_Source material_
┄┄┄┄┄┄┄┄┄┄
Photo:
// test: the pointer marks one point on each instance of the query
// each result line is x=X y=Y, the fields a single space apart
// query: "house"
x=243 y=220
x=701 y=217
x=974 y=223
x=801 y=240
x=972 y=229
┄┄┄┄┄┄┄┄┄┄
The complete listing, unchanged, is the expected answer.

Photo:
// test: the pointer marks one point on each instance of the query
// each result line is x=X y=Y, the fields a single space apart
// query: "house"
x=243 y=220
x=701 y=217
x=974 y=223
x=801 y=240
x=972 y=229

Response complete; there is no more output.